§ **O que fazer**:
No resumo do filme Trágico Destino, quem mata Frederick Lannington e de que forma?

---------- Trecho fornecido

Faith Domergue e Robert Mitchum em Trágico Destino

Em Trágico Destino, após tentar o suicídio, Margo Lannington  (Faith Domergue) é atendida pelo médico Jeff Cameron (Robert Mitchum). Ela diz que seu pai, o milionário Frederick Lannington, (Claude Rains) pretende levá-la para Nassau. Apaixonado, Jeff decide ir à sua casa para dizer ao pai dela que a ama e fica sabendo da verdade: Frederick não é pai, mas sim marido. Jeff sai furioso e Frederick bate em Margo. Ao ouvir os gritos de Margo, ,Jeff sai furioso e Frederick golpeia-o na cabeça com um atiçador, porém Jeff ainda consegue atingí-lo com um soco, deixando-o desacordado. Enquanto Jeff vai ao banheiro molhar um pouco a nuca,Margo mata Frederick, sufocando-o com um travesseiro. Jeff desmaia de dor. Quando volta a si, pensa que foi ele quem matou Frederick.

--------------------
---------- Dados extraídos

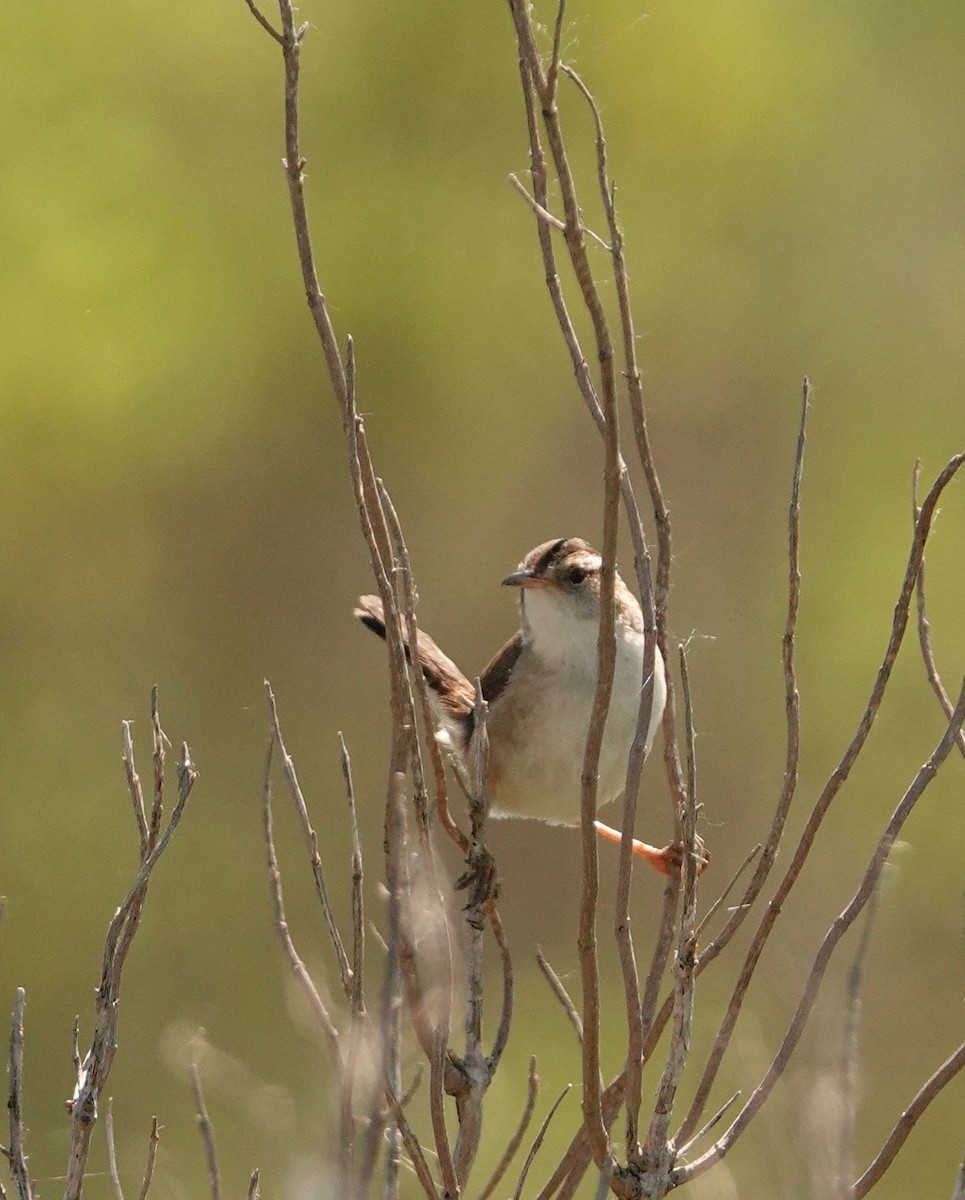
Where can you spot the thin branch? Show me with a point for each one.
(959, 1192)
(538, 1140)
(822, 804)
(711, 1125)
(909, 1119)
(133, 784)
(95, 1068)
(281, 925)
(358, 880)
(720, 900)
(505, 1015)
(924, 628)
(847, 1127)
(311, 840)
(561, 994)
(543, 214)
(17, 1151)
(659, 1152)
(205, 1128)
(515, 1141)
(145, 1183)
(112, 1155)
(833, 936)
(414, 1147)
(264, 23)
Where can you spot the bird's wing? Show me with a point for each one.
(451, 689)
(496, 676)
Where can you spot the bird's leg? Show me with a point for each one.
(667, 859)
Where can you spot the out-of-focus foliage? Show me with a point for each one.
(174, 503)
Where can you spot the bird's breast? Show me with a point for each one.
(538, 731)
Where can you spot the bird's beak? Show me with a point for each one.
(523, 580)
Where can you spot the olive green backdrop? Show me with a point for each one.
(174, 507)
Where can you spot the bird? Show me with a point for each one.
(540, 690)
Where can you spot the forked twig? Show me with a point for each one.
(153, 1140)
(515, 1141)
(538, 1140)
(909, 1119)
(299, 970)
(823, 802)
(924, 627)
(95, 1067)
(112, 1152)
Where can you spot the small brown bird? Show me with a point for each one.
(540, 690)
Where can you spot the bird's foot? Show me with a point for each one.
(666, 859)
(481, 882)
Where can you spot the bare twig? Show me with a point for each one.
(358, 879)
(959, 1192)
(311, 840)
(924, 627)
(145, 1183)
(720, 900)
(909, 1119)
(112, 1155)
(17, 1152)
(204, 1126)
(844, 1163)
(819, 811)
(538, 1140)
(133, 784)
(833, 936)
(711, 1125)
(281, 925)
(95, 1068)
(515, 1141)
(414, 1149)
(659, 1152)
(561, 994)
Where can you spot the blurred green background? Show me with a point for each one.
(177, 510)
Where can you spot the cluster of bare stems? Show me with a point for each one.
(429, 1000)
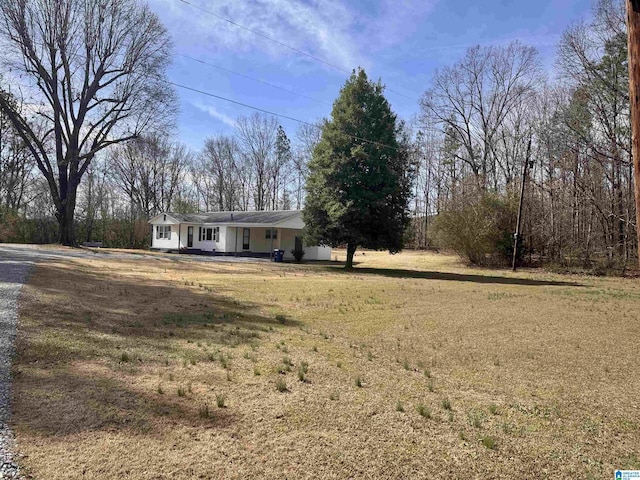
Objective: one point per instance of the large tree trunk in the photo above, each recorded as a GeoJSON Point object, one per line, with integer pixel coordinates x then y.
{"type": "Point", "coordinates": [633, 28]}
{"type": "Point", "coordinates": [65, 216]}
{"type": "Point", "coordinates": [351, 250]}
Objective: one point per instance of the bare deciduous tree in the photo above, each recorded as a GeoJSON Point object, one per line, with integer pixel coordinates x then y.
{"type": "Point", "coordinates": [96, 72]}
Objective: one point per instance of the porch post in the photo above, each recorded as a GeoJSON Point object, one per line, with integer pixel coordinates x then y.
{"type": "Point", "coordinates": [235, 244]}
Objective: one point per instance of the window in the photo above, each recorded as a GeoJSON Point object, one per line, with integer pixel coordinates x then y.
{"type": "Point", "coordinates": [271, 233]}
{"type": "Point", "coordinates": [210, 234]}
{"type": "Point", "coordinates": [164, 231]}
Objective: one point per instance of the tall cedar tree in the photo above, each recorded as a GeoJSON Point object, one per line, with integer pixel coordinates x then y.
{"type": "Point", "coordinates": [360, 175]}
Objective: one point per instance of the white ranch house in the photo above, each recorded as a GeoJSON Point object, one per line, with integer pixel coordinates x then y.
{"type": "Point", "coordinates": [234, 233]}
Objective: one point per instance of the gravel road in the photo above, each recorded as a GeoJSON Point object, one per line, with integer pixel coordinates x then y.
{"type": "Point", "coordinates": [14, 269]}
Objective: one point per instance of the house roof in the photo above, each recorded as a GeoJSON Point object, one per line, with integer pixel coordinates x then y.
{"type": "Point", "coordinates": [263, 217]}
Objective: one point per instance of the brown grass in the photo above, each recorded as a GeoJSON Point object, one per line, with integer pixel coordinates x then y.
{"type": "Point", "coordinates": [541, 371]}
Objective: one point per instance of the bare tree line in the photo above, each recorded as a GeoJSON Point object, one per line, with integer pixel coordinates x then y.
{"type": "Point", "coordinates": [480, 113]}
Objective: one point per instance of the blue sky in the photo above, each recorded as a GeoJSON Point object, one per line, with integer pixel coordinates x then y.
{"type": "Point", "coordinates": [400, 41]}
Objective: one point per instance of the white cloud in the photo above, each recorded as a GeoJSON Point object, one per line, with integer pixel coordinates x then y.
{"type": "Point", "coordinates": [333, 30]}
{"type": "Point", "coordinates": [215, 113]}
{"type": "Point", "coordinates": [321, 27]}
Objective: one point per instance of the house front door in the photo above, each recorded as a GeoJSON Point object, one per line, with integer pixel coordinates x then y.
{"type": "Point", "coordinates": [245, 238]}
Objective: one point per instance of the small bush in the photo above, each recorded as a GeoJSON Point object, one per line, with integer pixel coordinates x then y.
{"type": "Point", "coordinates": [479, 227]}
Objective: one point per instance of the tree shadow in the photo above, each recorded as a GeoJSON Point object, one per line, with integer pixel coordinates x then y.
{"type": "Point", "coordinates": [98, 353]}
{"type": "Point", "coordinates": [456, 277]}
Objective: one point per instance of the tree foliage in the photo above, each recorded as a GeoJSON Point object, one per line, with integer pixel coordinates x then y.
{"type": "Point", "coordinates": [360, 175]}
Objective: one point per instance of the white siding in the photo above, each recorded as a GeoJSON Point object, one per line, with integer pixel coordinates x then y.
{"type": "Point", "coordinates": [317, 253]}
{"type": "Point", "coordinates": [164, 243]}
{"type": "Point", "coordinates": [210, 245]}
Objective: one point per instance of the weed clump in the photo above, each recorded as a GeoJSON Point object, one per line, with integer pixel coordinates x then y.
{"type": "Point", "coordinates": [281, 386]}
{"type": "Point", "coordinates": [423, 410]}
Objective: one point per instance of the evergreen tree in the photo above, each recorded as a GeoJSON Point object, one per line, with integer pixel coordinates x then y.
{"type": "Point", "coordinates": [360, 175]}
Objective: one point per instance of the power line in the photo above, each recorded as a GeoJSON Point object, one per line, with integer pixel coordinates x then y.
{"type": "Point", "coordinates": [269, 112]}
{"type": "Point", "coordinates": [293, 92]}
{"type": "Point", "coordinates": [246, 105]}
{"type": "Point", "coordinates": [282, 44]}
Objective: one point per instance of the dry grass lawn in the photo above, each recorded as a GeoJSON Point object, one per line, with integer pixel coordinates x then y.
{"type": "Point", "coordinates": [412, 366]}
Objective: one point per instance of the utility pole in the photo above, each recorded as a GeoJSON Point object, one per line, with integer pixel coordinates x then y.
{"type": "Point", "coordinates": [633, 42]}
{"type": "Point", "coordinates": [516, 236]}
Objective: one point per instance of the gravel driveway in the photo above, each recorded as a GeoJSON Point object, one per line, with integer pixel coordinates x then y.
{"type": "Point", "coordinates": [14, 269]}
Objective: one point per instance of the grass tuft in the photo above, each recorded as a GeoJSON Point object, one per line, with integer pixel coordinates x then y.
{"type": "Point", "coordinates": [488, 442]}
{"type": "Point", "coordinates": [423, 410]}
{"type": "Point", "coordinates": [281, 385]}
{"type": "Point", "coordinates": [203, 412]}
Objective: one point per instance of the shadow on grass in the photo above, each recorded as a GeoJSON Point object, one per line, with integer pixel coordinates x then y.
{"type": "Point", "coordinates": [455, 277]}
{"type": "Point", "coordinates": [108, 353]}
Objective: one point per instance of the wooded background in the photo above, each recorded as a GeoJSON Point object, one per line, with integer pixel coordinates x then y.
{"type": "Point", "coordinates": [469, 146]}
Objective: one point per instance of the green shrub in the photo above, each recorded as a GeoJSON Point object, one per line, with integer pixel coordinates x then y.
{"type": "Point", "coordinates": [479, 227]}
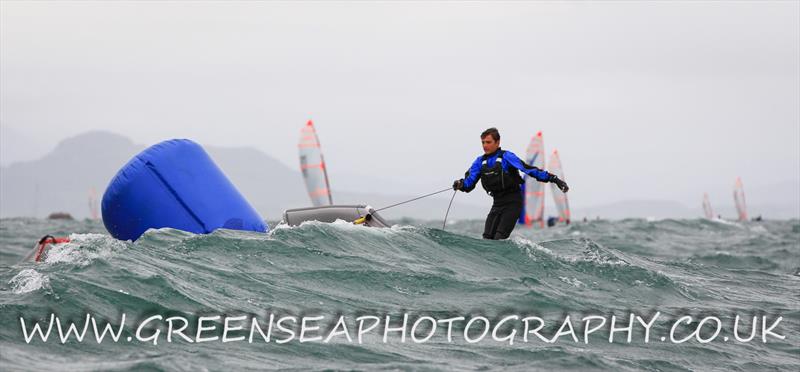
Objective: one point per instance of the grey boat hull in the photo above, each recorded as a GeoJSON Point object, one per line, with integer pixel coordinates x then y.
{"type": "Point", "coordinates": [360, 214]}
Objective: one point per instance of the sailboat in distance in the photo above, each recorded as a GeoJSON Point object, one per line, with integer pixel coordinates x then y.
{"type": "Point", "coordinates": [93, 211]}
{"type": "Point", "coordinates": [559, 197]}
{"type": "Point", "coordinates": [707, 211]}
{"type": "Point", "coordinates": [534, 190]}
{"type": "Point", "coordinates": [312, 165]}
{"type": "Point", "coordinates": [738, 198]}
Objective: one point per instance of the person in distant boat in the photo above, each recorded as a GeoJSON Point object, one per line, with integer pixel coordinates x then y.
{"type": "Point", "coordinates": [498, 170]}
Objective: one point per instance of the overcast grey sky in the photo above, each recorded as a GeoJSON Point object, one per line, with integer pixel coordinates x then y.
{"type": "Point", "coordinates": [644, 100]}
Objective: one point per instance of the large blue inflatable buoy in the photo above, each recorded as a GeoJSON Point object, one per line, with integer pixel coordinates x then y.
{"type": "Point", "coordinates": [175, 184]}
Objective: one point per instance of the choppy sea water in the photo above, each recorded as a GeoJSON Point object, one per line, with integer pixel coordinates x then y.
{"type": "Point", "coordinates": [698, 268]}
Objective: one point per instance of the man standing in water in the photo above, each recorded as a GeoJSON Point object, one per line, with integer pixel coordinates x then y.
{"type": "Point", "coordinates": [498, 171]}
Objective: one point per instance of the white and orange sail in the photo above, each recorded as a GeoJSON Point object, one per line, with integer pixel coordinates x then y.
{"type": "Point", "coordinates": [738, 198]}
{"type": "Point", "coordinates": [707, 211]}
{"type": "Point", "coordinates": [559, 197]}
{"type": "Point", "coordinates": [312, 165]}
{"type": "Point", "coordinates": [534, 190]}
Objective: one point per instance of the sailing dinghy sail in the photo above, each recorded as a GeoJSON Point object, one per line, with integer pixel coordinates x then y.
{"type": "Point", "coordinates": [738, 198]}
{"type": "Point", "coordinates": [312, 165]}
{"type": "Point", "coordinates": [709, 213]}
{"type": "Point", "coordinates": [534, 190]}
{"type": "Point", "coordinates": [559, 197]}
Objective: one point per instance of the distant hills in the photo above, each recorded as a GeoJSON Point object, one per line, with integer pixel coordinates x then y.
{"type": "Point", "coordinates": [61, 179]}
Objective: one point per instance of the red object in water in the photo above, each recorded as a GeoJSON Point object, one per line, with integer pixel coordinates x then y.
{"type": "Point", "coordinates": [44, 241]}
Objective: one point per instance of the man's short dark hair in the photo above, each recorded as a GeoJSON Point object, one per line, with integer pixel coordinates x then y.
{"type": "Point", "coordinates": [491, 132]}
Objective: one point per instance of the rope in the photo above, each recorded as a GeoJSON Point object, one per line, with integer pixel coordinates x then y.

--------------------

§ **Resposta**:
Margo mata Frederick, sufocando-o com um travesseiro.